----- DATA RECORDS -----

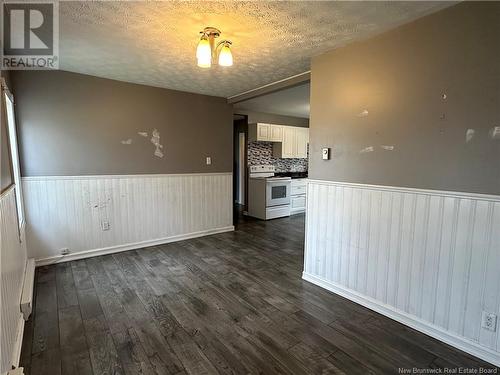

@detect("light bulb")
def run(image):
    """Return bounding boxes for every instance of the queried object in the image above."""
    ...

[219,43,233,66]
[196,35,212,68]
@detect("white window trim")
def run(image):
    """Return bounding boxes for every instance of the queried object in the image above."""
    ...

[1,78,26,235]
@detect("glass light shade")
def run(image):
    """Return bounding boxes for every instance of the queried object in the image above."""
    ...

[198,59,212,68]
[196,36,212,68]
[219,44,233,66]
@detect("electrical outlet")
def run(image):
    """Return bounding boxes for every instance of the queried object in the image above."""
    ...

[481,311,497,332]
[101,221,110,230]
[59,247,69,255]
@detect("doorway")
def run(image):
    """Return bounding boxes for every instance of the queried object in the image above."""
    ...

[233,114,248,224]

-----

__EXERCISE DIRECTIONS__: Copy out each line of the records that contains the string "detect". Case counts.

__EXERCISE OUTPUT__:
@detect("light bulb")
@detect("white window trim")
@detect("glass light shade")
@detect("electrical outlet")
@detect("doorway")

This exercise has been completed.